Given passage =
• • •

While I don’t remember much from my second attempt at the class (necessary for graduation) there was one sentence that has lingered over the years. My professor defined finance as “the art and science of managing money.” Science because finance was a predictable, rules-based universe and art because there was no universal agreement on how the rules actually worked. They were *waves hands* up for interpretation. This sentiment always felt a little off to me.
My earliest dissolution with ASS thinking (Arts and ScienceS) was after college, as I reviewed financial models for VCs and helped startups prepare their pitch decks. When an investor was compelled by a narrative or if the entrepreneur “fit the mold” of a winner, magically the art of the numbers always made the model work. A startup’s financial projections always had them attacking a $10B market they were sure to win. If you want to just invest in someone you consider exceptional or if you think the business fits a thematic trend, then just say that! It was this willful self-deception, the idea that the narrative magically manifested itself in the numbers, that really got my alarm bells ringing. It is self-delusion to warp the numbers to fit the outcome you were already hoping for. Note: Somehow the winner archetype was always a white guy who went to Stanford.
Watching these two camps of believers proselytize their gospel to each other — parishioners in the faith of finance — I became more and more convinced that there was something going wrong. By allowing ourselves to accept a contradictory financial duality, by making finance science when it suited us, art when it did not, the purpose of the system broke. Financial forecasts, whose intent was namely that, to forecast the future, were instead the last, non-determinative steps used to justify millions of dollars of investments. Instead of relying on financial statements to determine business history or future trajectory, investors/startups were reliant on metrics not all present in those documents.

• • •

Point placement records
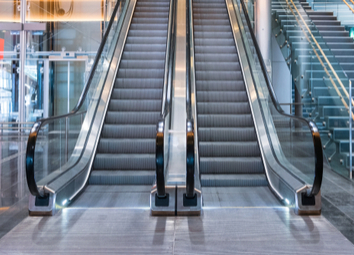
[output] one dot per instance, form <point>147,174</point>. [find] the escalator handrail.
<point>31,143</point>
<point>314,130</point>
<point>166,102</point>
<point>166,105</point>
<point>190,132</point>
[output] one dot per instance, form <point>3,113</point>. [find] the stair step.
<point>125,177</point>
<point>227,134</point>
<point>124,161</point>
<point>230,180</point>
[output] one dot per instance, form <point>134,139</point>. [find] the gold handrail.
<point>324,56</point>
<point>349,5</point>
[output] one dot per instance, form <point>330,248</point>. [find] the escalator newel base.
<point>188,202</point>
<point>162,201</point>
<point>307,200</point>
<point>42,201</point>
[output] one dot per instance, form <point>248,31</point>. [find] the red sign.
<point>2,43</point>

• • •

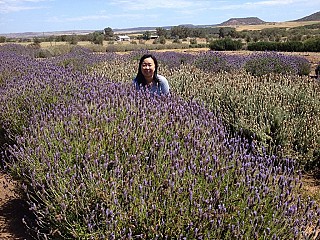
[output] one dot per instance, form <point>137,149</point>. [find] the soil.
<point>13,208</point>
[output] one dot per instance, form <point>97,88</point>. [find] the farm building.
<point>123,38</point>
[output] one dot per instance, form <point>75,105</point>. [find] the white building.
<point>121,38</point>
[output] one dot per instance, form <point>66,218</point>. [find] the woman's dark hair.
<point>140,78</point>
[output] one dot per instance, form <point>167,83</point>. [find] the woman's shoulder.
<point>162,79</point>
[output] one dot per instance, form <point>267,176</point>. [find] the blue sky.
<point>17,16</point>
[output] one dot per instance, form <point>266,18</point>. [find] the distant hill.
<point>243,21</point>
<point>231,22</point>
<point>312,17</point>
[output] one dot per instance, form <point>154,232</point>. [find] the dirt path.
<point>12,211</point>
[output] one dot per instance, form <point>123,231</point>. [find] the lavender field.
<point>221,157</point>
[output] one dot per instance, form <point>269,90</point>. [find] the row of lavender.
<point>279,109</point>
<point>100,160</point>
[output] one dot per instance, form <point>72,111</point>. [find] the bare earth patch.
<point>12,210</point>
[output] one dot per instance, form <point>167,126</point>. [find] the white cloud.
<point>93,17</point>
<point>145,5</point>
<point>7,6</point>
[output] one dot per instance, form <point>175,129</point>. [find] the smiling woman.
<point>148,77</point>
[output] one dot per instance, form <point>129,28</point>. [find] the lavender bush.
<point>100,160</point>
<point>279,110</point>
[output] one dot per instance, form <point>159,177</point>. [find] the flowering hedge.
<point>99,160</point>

• • •

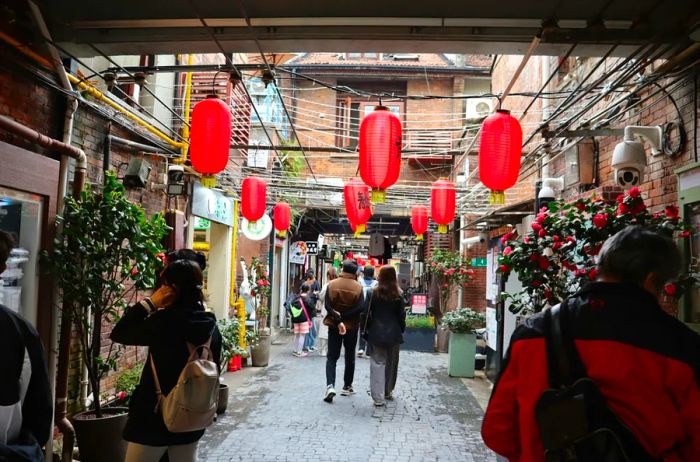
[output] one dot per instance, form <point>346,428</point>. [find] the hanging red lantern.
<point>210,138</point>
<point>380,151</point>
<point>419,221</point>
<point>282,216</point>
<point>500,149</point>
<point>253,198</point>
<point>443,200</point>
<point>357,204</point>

• • •

Task set =
(1) Answer these questions from the passage about finance:
(a) How did the professor define finance?
(b) What size of market did startups' financial projections always claim to be attacking?
(c) In the paragraph starting "Watching these two camps," what were financial forecasts used as instead of forecasting the future?
(2) Rewrite the paragraph of the passage about finance that begins "My earliest dissolution with ASS thinking" as a short bulleted list, keeping its main facts.
(3) Write what comes next in the passage about finance, starting after its last sentence.

Answers below =
(1)
(a) As "the art and science of managing money."
(b) A $10B market.
(c) The last, non-determinative steps used to justify millions of dollars of investments.

(2)
- After college, the writer reviewed financial models for VCs and helped startups prepare pitch decks.
- When an investor liked a narrative or a founder "fit the mold" of a winner, the numbers were always made to work.
- Startup projections always showed them attacking a $10B market they were sure to win.
- Investors should openly say they are backing an exceptional person or a thematic trend instead of pretending the numbers support it.
- Warping the numbers to fit a hoped-for outcome is self-delusion.
- The "winner" archetype was always a white guy who went to Stanford.

(3)
Ultimately, the line connecting current monetary reality with a reasonable, risk-adjusted future has been stretched past its original design. This breakdown goes far beyond startup valuations. It is in the mania of AMC, of the tech bubble of 2000. It is of us caring more about the Q&A section of an analyst call than the actual financial results. If you are paying attention, there are little tendrils of intellectual decay everywhere in finance. Perhaps you have felt this too, but overall, our system just feels a little off.
While this shift feels scary, it is important to point out that every major piece of financial innovation was the result of exactly times like this. The pattern is always the same: new technology enables new kinds/scales of businesses to exist that surpass our current financial conventions’ ability to understand them, so we invent new financial conventions that make sense of the new kinds of businesses.
In 8000 B.C. (about 4000 years before they invented writing) the Sumeraians needed to keep track of the goods they were trading. Up to this point, it had been person to person trades. You give me a goat, I’ll give you 3 chickens, that sort of thing. However, with increased scales of production and new shipping technologies like barges, they needed some way to record who owed what to whom as they shipped goods up the Tigris and Euphrates rivers. To solve this complexity, they invented the Bulla.
These were clay balls that, on the inside, held clay tokens that represented grain or animal stocks. Bullas were used to hold multiple tokens together to help prevent dishonesty. Honestly, they invented a fairly ingenious system, “In order to account for the tokens, the bulla would have to be crushed to reveal their content. Seals were impressed into the opening of the bullae to prevent tampering. Each party had its own unique seal to identify them. Seals would not only identify individuals, but it would also identify their office. Sometimes, the token was impressed onto the wet bulla before it dried so that the owner could remember what exactly was in the bulla without having to break it.”
Probably superior to the chaos of counting chickens on your fingers!
Fast forward a few thousand years (and skipping the invention of currency, writing, and arithmetic) and the system was in a major crisis yet again.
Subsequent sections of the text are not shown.